## Exercise:
Retrieve every line from the records in which the word "boot" occurs.

——

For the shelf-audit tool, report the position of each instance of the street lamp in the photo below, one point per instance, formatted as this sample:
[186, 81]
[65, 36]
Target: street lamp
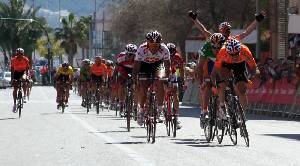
[49, 46]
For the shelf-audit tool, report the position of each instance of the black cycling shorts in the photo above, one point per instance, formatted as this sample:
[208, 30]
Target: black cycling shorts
[63, 78]
[148, 69]
[239, 70]
[17, 75]
[97, 79]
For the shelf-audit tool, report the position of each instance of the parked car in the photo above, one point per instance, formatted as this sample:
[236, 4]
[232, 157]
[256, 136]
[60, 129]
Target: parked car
[5, 79]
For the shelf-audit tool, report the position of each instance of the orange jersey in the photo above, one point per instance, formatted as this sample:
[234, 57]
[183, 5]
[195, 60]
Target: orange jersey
[20, 64]
[110, 71]
[244, 55]
[99, 70]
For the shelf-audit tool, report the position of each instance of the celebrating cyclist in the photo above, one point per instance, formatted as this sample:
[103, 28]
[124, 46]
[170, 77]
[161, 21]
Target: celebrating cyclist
[177, 64]
[224, 27]
[19, 71]
[152, 58]
[63, 78]
[205, 66]
[124, 69]
[84, 79]
[98, 74]
[234, 57]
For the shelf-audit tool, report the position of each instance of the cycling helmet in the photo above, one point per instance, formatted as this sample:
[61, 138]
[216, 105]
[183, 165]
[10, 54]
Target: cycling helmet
[172, 48]
[233, 46]
[217, 39]
[224, 25]
[154, 36]
[65, 64]
[130, 48]
[98, 57]
[20, 50]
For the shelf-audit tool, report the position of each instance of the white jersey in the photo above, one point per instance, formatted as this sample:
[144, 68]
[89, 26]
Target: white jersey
[144, 54]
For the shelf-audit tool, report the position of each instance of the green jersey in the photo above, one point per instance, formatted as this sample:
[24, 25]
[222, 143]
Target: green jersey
[207, 52]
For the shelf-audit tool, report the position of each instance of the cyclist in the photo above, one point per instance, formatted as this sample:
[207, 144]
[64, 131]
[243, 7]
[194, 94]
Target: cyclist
[225, 27]
[124, 69]
[176, 63]
[98, 74]
[19, 70]
[84, 79]
[207, 57]
[63, 78]
[234, 57]
[152, 58]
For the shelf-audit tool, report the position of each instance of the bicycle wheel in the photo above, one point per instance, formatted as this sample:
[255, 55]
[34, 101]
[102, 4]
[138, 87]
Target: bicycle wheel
[220, 130]
[153, 130]
[243, 128]
[174, 125]
[87, 101]
[208, 131]
[210, 127]
[232, 133]
[149, 128]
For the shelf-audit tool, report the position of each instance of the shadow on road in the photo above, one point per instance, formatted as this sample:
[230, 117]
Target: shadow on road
[126, 143]
[8, 118]
[190, 112]
[197, 143]
[287, 136]
[160, 136]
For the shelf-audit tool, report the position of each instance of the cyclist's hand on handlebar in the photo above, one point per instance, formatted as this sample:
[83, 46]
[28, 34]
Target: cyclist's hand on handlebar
[192, 15]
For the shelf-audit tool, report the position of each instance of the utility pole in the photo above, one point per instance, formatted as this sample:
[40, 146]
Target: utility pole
[257, 31]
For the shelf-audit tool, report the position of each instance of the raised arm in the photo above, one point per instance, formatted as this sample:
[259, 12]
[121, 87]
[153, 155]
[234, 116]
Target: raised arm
[252, 26]
[199, 25]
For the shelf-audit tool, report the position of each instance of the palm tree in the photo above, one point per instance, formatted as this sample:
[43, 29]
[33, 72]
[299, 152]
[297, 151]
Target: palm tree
[16, 33]
[82, 28]
[69, 36]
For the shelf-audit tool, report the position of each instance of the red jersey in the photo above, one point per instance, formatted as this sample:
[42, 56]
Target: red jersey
[244, 55]
[176, 61]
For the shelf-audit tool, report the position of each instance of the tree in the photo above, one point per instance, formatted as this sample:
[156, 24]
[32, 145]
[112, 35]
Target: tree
[82, 29]
[69, 36]
[43, 51]
[130, 23]
[16, 33]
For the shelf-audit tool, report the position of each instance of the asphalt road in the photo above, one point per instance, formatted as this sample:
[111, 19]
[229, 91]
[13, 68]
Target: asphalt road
[44, 136]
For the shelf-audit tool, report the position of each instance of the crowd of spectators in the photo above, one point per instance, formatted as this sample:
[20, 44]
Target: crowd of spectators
[274, 70]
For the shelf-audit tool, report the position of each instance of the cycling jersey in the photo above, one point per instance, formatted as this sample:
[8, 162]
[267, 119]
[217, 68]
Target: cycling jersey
[85, 73]
[123, 61]
[99, 70]
[20, 64]
[206, 51]
[110, 71]
[176, 62]
[145, 55]
[61, 71]
[244, 55]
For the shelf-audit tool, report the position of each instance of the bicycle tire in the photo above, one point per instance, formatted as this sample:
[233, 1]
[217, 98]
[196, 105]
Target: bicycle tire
[148, 127]
[243, 128]
[220, 128]
[232, 133]
[153, 130]
[20, 111]
[174, 126]
[208, 131]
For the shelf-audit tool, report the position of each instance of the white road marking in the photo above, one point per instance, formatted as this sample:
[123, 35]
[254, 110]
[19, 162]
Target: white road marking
[131, 153]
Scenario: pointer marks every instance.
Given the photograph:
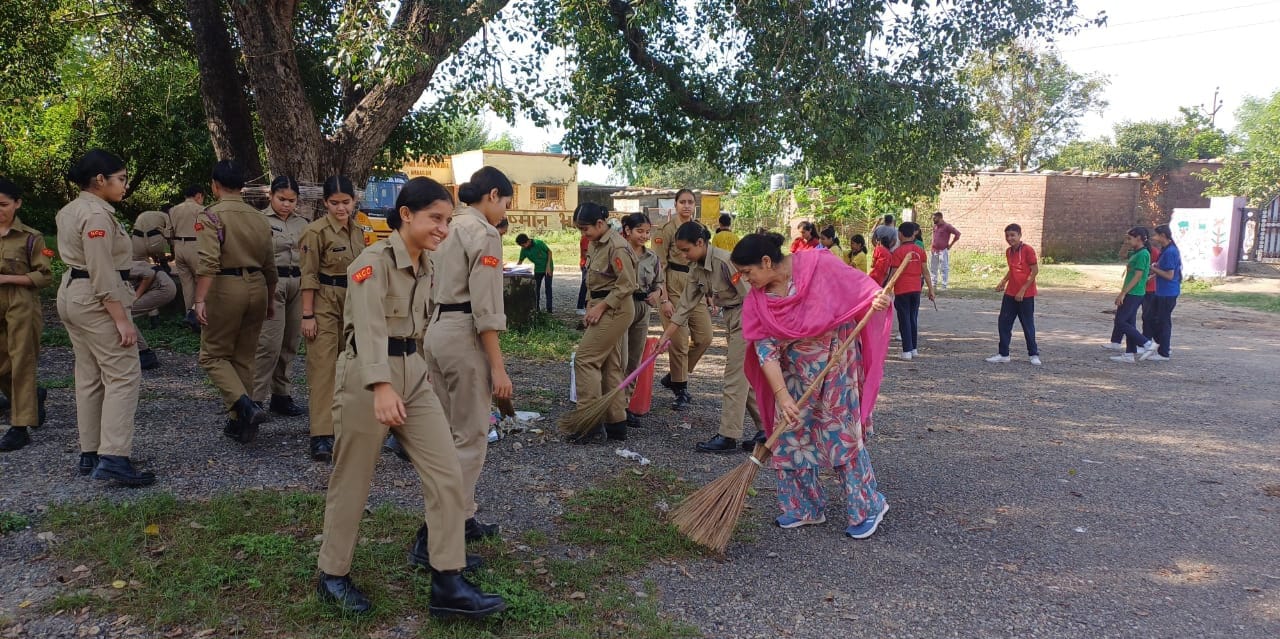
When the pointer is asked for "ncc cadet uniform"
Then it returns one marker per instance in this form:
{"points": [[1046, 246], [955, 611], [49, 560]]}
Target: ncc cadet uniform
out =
{"points": [[186, 254], [159, 291], [467, 296], [384, 320], [328, 249], [23, 254], [649, 279], [690, 343], [611, 279], [236, 251], [280, 336], [96, 251], [716, 277], [151, 232]]}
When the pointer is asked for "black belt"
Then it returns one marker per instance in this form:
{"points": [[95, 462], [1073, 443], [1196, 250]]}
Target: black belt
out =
{"points": [[333, 281], [83, 274], [238, 270]]}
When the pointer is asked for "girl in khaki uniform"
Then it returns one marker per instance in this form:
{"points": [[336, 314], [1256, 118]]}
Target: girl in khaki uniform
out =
{"points": [[611, 281], [280, 336], [650, 292], [94, 304], [23, 272], [329, 245], [711, 274], [384, 384], [462, 345]]}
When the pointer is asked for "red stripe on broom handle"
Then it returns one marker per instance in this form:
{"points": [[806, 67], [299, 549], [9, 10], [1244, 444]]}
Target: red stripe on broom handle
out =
{"points": [[831, 363]]}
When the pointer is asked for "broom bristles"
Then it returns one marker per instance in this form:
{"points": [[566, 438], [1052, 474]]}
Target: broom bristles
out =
{"points": [[588, 415]]}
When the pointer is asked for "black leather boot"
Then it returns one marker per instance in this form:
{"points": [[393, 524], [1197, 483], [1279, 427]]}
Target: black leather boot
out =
{"points": [[321, 448], [420, 557], [286, 406], [342, 593], [452, 596], [113, 468]]}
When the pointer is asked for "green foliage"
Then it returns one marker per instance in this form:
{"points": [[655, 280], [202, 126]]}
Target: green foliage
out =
{"points": [[1029, 103]]}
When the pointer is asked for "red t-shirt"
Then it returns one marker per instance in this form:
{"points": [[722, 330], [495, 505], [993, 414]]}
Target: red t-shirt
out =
{"points": [[1020, 260], [909, 282]]}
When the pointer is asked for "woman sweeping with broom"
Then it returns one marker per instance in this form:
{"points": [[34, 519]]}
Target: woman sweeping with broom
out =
{"points": [[798, 313]]}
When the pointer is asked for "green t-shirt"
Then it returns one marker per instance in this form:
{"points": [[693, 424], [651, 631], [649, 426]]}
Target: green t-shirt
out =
{"points": [[539, 254], [1139, 261]]}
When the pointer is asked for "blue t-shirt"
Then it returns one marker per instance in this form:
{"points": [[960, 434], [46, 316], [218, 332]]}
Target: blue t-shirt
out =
{"points": [[1170, 260]]}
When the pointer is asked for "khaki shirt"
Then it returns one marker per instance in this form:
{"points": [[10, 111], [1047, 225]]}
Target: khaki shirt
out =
{"points": [[469, 269], [24, 254], [245, 242], [286, 233], [712, 277], [611, 265], [92, 240], [387, 295], [328, 249], [182, 218]]}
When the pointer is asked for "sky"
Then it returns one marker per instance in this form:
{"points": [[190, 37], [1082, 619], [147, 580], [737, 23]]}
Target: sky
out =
{"points": [[1157, 54]]}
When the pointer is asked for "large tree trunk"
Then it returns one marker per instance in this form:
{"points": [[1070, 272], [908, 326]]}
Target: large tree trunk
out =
{"points": [[231, 122]]}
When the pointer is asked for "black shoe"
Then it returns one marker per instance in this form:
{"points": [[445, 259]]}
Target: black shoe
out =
{"points": [[147, 360], [286, 406], [453, 596], [14, 438], [476, 530], [419, 557], [396, 447], [87, 462], [321, 448], [112, 468], [341, 592], [718, 443]]}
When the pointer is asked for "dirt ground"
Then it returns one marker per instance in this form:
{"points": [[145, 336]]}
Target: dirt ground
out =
{"points": [[1080, 498]]}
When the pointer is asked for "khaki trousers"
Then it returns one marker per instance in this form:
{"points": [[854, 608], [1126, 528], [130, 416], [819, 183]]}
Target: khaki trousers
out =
{"points": [[598, 365], [323, 356], [108, 375], [279, 341], [19, 337], [186, 256], [356, 448], [690, 342], [236, 306], [737, 397], [460, 373]]}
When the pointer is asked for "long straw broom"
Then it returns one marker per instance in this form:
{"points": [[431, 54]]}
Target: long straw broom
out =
{"points": [[588, 415], [709, 516]]}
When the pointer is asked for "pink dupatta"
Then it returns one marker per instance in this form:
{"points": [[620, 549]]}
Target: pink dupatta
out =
{"points": [[828, 293]]}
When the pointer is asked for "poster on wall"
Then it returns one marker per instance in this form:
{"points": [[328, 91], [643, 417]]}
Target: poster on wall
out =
{"points": [[1208, 238]]}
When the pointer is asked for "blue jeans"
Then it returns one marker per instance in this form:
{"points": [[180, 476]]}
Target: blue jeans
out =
{"points": [[1024, 313], [908, 309]]}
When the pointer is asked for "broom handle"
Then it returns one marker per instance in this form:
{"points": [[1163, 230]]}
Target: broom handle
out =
{"points": [[831, 364]]}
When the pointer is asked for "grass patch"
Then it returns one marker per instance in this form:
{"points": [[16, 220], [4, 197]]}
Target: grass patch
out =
{"points": [[544, 339], [245, 564]]}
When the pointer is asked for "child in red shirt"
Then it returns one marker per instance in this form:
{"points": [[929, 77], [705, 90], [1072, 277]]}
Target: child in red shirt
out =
{"points": [[906, 290]]}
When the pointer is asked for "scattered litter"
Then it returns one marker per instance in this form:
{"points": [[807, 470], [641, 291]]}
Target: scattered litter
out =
{"points": [[631, 455]]}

——

## Completed exercise:
When the pointer is asked for "black leather boot"
Target: black leather boot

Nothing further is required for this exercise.